**Text block**
◆ ◆ ◆ ◆ ◆

Hotels set for 11-13% revenue growth next fiscal on a high base

Comfortable profitability and deleveraging of balance sheets to boost credit profiles

Hotel industry in India is slated for a healthy revenue growth of 11-13% in the next fiscal after a strong 15-17% growth in the current fiscal, backed by steady domestic demand and ramp up in foreign traveller demand. The strong demand dynamics along with modest new supply will keep the operating performance of the industry healthy over the near term.

 

The healthy operating performance will augur well for the industry profitability where the earnings before interest, taxes and depreciation (Ebitda) will continue the strong momentum over the current and the next fiscal. This, along with limited capital expenditure, will keep the credit profiles strong. A CRISIL Ratings analysis of branded hotel companies with ~70,000 rooms across categories, indicates as much.

 

Says Anand Kulkarni, Director, CRISIL Ratings, “The domestic travel demand, which remained a key driver this fiscal, will sustain next fiscal as well. This momentum will be supported by healthy economic activity which drives business demand and continuing leisure travel demand which reinvigorated post the pandemic. While the demand will remain strong, the growth rate is expected to taper off next fiscal due to high base. Consequently, the average room rates (ARRs) are expected to grow 5-7% next fiscal against 10-12% this fiscal and the occupancy is expected to remain healthy at current levels of 73-74%.”

 

On the other hand, the foreign tourist arrivals in India, despite a growth this fiscal, are estimated to remain ~10%1 below pre-pandemic level and pick-up in the same will provide fillip to the hotel demand next fiscal.

 

Apart from the aforementioned factors, demand in the MICE (meetings, incentives, conventions and events) segment is also expected to remain healthy as corporates have resumed their activities post the pandemic induced hiatus.

 

In addition to demand, favourable supply situation is one of the critical drivers of the strong performance of the industry.

 

Says Nitin Kansal, Director, CRISIL Ratings, “Greenfield capex is expected to remain muted with the new room addition remaining at 4-5% per fiscal over the next couple of years. While the demand rebound has boosted the industry sentiments, the cost dynamics still remain a constraining factor for new capex. High land costs, sizeable increase in construction costs, long gestation period coupled with cyclicality in the sector is resulting in cautious new capex in the sector. Therefore, brands may keep adding rooms through management contracts, which will limit their upfront capital costs.”

◆ ◆ ◆ ◆ ◆

**Source information**
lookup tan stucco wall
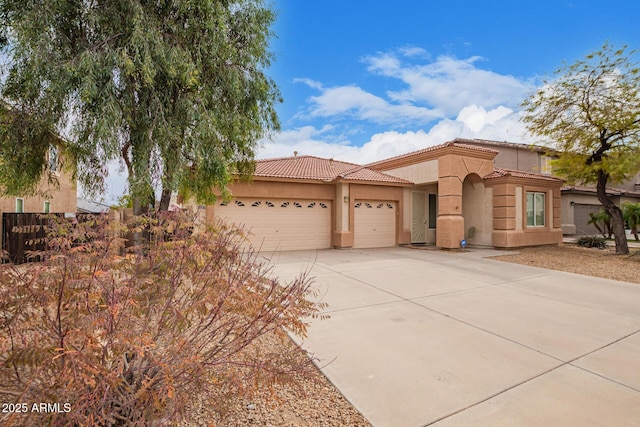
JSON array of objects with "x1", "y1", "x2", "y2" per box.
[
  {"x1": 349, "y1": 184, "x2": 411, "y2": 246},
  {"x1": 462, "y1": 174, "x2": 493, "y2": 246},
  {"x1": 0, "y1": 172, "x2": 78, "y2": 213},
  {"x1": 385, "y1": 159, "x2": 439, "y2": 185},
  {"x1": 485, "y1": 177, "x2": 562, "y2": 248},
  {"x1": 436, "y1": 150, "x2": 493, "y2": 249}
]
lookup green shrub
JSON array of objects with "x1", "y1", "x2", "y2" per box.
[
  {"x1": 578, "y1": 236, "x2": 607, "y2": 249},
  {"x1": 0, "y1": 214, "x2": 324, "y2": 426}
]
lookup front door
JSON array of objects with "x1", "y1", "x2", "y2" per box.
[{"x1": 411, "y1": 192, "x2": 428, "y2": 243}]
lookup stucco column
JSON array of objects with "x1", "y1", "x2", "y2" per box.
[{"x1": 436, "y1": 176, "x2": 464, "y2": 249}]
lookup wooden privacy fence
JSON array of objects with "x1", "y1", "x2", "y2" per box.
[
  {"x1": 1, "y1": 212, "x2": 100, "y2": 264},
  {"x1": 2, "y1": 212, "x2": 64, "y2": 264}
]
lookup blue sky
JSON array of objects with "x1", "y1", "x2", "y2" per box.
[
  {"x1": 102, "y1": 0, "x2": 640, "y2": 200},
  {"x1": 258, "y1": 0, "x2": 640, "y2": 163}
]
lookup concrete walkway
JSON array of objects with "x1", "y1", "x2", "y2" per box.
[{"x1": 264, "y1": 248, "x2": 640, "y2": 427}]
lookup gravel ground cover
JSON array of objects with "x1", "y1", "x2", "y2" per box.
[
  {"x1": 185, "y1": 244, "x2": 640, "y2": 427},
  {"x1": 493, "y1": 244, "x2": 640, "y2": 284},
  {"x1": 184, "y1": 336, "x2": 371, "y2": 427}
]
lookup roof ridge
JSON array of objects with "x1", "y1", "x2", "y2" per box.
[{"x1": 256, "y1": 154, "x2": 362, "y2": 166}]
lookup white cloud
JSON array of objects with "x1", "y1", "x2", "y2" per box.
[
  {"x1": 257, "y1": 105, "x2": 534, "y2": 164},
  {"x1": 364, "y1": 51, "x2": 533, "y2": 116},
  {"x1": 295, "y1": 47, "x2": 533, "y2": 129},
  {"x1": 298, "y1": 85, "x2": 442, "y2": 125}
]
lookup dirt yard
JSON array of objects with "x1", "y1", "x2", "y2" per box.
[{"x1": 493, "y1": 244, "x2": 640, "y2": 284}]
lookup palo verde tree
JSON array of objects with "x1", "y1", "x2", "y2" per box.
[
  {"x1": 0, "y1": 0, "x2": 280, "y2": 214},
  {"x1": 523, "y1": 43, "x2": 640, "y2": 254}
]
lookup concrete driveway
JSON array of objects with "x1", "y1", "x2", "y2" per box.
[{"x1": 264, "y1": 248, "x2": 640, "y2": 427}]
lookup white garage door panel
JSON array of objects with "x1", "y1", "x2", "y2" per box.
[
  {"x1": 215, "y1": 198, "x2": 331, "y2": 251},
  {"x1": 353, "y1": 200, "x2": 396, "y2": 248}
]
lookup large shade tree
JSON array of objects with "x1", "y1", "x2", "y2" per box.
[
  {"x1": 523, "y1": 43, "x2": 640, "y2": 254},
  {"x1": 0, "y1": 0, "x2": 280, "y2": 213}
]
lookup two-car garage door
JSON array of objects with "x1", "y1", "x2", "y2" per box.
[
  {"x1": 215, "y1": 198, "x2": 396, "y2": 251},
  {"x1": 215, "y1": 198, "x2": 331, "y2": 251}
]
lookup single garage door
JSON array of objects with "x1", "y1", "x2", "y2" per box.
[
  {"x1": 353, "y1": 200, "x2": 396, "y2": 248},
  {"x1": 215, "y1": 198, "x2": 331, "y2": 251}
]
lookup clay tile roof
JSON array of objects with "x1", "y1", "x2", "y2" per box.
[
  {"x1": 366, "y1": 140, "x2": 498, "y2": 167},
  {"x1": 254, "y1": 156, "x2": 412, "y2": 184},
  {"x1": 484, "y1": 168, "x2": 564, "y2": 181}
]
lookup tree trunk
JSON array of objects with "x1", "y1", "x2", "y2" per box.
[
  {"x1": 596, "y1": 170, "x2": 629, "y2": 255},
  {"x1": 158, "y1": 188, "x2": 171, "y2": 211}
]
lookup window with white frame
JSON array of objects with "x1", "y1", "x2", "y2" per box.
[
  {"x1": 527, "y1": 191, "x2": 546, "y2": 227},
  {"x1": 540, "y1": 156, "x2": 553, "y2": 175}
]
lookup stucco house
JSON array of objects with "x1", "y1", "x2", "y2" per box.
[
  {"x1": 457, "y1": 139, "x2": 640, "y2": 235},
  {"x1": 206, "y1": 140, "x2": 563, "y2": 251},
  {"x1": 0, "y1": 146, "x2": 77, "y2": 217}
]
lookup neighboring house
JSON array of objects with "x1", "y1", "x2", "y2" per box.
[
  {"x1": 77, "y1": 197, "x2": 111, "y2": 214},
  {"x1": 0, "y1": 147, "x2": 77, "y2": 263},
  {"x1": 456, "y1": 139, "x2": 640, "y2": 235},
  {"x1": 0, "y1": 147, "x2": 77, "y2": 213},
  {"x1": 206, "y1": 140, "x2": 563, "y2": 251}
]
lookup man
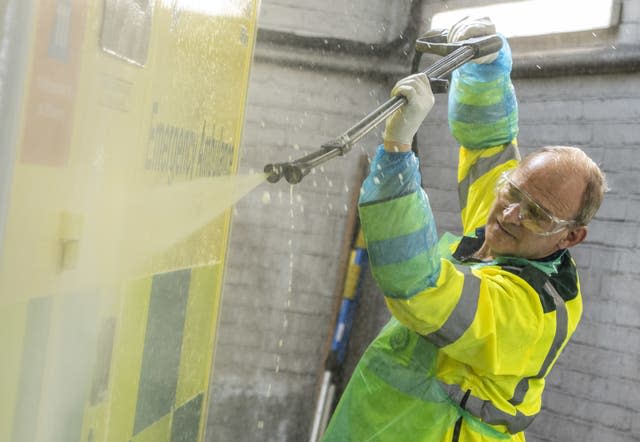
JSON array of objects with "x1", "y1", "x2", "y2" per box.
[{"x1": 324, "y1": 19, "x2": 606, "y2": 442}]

◆ ◆ ◆ ◆ ◆

**Work required**
From the hotel revenue text above, list the factors it gives as resulting in cautious new capex in the sector.

**Answer section**
- High land costs
- Sizeable increase in construction costs
- Long gestation period
- Cyclicality in the sector